## What is asked
Repeat the whole listing exactly.

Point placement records
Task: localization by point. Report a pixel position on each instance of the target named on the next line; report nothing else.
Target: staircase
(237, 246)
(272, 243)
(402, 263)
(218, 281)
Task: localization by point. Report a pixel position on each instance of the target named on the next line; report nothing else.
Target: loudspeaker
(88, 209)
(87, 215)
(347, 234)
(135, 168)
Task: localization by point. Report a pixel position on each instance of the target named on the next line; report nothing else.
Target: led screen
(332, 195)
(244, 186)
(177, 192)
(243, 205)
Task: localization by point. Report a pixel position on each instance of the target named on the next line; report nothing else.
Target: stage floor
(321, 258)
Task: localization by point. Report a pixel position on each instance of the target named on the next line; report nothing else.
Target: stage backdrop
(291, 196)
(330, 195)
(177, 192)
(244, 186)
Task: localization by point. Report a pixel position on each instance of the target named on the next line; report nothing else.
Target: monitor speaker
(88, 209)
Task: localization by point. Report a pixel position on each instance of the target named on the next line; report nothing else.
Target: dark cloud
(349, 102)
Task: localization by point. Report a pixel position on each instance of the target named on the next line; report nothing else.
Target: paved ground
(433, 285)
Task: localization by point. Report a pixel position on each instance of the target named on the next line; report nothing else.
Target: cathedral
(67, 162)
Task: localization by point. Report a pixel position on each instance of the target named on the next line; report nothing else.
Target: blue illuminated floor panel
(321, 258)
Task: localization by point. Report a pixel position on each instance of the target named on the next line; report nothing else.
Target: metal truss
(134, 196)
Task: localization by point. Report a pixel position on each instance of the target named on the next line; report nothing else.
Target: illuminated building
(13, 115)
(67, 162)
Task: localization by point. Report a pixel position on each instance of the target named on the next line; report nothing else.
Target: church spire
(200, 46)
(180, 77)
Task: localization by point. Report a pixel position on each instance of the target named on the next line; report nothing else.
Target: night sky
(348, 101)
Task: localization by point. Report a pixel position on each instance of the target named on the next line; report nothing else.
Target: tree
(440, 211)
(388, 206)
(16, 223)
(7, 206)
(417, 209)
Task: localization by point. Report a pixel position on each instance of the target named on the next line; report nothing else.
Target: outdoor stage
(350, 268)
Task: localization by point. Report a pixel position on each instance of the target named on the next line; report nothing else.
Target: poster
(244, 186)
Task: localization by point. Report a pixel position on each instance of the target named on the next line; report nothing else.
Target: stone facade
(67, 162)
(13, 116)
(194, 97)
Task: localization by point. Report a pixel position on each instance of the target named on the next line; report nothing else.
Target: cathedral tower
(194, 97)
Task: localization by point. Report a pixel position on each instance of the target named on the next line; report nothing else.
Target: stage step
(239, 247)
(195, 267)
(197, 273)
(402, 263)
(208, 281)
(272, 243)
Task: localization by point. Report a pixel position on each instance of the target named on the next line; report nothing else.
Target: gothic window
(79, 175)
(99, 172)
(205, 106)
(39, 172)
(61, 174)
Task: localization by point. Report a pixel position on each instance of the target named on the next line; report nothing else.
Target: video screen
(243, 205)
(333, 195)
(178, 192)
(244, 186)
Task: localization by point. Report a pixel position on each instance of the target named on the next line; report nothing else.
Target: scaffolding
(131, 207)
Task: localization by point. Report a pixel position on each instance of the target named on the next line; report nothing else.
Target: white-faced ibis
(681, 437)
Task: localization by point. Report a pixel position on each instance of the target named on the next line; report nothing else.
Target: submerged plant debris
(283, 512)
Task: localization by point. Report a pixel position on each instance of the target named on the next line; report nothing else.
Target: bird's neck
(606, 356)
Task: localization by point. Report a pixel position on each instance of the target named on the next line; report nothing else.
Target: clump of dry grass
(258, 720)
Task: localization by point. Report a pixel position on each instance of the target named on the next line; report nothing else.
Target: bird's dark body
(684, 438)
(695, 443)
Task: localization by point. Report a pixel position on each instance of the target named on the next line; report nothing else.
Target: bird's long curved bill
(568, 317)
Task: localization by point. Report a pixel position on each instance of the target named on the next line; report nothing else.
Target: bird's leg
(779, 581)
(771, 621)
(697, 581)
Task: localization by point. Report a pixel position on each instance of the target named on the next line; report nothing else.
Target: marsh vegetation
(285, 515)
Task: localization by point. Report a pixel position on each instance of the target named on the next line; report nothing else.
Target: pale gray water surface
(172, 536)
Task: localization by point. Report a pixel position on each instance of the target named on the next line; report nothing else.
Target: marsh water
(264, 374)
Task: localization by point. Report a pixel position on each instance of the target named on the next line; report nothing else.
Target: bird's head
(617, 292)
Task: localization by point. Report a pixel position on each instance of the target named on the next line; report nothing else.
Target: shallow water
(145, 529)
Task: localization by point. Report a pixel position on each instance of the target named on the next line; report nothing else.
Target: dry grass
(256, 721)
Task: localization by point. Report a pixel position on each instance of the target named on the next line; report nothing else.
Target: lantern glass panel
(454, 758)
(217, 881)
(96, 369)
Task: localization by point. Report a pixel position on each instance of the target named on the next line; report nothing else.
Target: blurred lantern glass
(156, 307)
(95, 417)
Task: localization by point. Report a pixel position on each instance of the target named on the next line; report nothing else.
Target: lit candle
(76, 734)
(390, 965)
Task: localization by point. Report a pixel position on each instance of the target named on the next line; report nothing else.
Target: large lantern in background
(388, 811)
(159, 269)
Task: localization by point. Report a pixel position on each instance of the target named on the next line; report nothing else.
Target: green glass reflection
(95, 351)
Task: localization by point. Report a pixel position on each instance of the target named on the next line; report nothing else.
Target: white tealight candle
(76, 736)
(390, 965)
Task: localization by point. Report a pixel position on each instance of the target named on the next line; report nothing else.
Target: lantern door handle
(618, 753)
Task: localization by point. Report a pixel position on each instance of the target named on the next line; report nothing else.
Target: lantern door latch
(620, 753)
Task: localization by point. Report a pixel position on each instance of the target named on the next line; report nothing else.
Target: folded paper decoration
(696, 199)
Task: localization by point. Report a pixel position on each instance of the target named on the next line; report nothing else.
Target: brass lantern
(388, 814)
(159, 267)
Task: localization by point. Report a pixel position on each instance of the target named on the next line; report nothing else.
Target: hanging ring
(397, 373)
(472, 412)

## Result of the task
Task: localization by point. Report a pixel position on each instance of the target named on the next line; report nothing else.
Target: staircase
(237, 246)
(272, 243)
(402, 263)
(218, 281)
Task: localization by point. Report a pixel position on each instance of the target named on the next line; report nothing else.
Target: loudspeaker
(88, 209)
(87, 215)
(347, 234)
(135, 168)
Task: localization by point. Report a pixel position on each instance of the target named on the next line; report nothing else.
Target: led screen
(332, 195)
(244, 186)
(177, 192)
(243, 205)
Task: localization by point. Report a pixel position on each instance of the target named on the next line; report nothing else.
Target: stage floor
(321, 258)
Task: localization by point. Report a pixel position on each instance of the target named on the next line; report nothing else.
Target: stage backdrop
(291, 196)
(330, 195)
(177, 192)
(244, 186)
Task: localization by point. Report a pixel position on each instance of the target named on the next line; report nothing else.
Target: monitor speaker
(88, 209)
Task: localization by point. Report a pixel position on each instance of the target named on the next line; report nothing else.
Target: dark cloud
(349, 102)
Task: localization by point. Report a pixel position on each instance of the target named on the next line; report nothing else.
Target: paved ground
(433, 285)
Task: localization by point. Report a pixel position on each instance of the target named on the next line; report nothing else.
Target: cathedral
(67, 162)
Task: localization by point. Report a pixel position on each instance of the target named on the next line; report nothing else.
Target: blue illuminated floor panel
(321, 258)
Task: localization by point. Report a pixel position on each instance of the target named on the next line; report nothing else.
Target: metal truss
(134, 196)
Task: localization by point. Report a pixel position on each instance of the target named on the next line; report nothing else.
Target: illuminated building
(13, 115)
(67, 162)
Task: localization by point. Report a pixel position on each instance of the target named on the next line; report nothing else.
Target: church spire
(200, 46)
(180, 77)
Task: localization by point. Report a pixel position on each instance of the target named on the next line; report nothing else.
Target: night sky
(348, 101)
Task: localization by point. Report a pixel position on each instance of the target named on the next line; report nothing else.
Target: tree
(440, 211)
(388, 206)
(16, 223)
(7, 206)
(417, 209)
Task: localization by point. Report a pixel position on each instance of the target named on the next line; report nothing else.
Target: outdoor stage
(350, 268)
Task: localization by point. Report a pixel position on each instance of the target named on the next line; report nothing else.
Target: poster
(244, 186)
Task: localization by point. Report a pixel position on each instance of the target named on the next line; report nothing else.
Target: stone facade
(67, 162)
(13, 116)
(194, 97)
Task: localization by point. Report a pixel position on each instance of the target named on the next line; report nothing else.
Target: cathedral tower
(194, 97)
Task: localization by point. Report a pixel position on each instance of the target named on the next line; report nothing else.
Target: stage step
(239, 247)
(195, 267)
(197, 273)
(402, 263)
(208, 281)
(272, 243)
Task: localization by point. Report a pixel position on each instance of the target named on the next line; report nothing else.
Target: gothic window
(79, 175)
(99, 172)
(205, 106)
(39, 172)
(61, 174)
Task: localization by point. Report a pixel position on each instance of the target named on the next line; report nothing else.
Target: video screen
(243, 205)
(333, 195)
(178, 192)
(244, 186)
Task: localization by point. Report a pixel position on each instance of the target named on the next line; report nothing else.
Target: scaffolding
(131, 207)
Task: localization by point. Report a pixel position on each instance of the target named on the next line; report nothing else.
Target: white-faced ibis
(681, 437)
Task: localization by point. Report a pixel position on each instance of the target named on the next line; report nothing else.
Target: submerged plant debris
(283, 512)
Task: localization by point. Report a pixel position on each instance of the target named on the next line; report nothing else.
Target: bird's neck
(606, 356)
Task: localization by point. Report a pixel position on each instance of the target named on the next line; report nothing else.
Target: clump of dry grass
(258, 720)
Task: localization by point. Report a pixel position on each instance of the target named on the next line; report nothing else.
Target: bird's dark body
(684, 438)
(695, 443)
Task: localization by point. Report a pixel position on each instance of the target named on the next line; report nothing else.
Target: bird's long curved bill
(568, 317)
Task: localization by point. Report a pixel position on each instance of the target named on the next line; report nothing else.
Target: bird's leg
(779, 581)
(771, 621)
(697, 581)
Task: localization by point. Report a pixel position on each instance of the target named on the next line; report nothing else.
Target: marsh vegetation
(285, 515)
Task: localization by point. Report a pixel position on each instance of the target named on the next line; report nothing else.
Target: pale gray water surface
(172, 536)
Task: localization by point. Report a pixel position on each instance of the target named on the next line; report nothing else.
Target: marsh water
(264, 374)
Task: localization by point. Report a pixel position on each instance of the target named on the next line; report nothing else.
Target: bird's head
(617, 292)
Task: localization by point. Report a pixel position on each instance of the target named on the next line; report nothing else.
Target: shallow water
(145, 529)
Task: localization by point. Report a pixel position on each instance of the target named on the next line; report nothing else.
Target: dry grass
(256, 721)
Task: localization by point. Report a pixel position on each instance of the target named on the next line; report nothing else.
Target: lantern glass panel
(454, 758)
(217, 881)
(96, 369)
Task: localization by point. Report a pixel position on each instance of the target named on the next line; report nothing else.
Target: blurred lantern glass
(156, 307)
(95, 417)
Task: localization by point. Report a pixel position on each instance of the target named on the next line; report nothing else.
Target: lit candle
(76, 734)
(390, 965)
Task: localization by point. Report a pixel position on each instance of the target named on the next line; report nothing else.
Target: large lantern in background
(388, 811)
(159, 269)
Task: localization by point. Report a pixel position on each instance of the target named on the next line; report nothing else.
Target: green glass reflection
(95, 351)
Task: localization by point. Report a pixel position on each instance of the target named on the next line; report nothing else.
Target: white tealight candle
(76, 736)
(390, 965)
Task: localization by point. Report a pixel position on each instance of the target named on the next line; report nothing else.
Target: lantern door handle
(618, 753)
Task: localization by point. Report a pixel position on each instance of the target named on the next line; report nothing else.
Target: lantern door latch
(620, 753)
Task: localization by point. Report a pixel position on each instance of the target named on the next line; report nothing else.
Target: folded paper decoration
(696, 199)
Task: localization by point. Report a pixel position on each instance of the target named on the next line; report nothing else.
Target: brass lantern
(388, 814)
(159, 267)
Task: localization by point. Report a pixel position on each instance of the target named on the next line; report nothing else.
Target: hanging ring
(397, 373)
(472, 412)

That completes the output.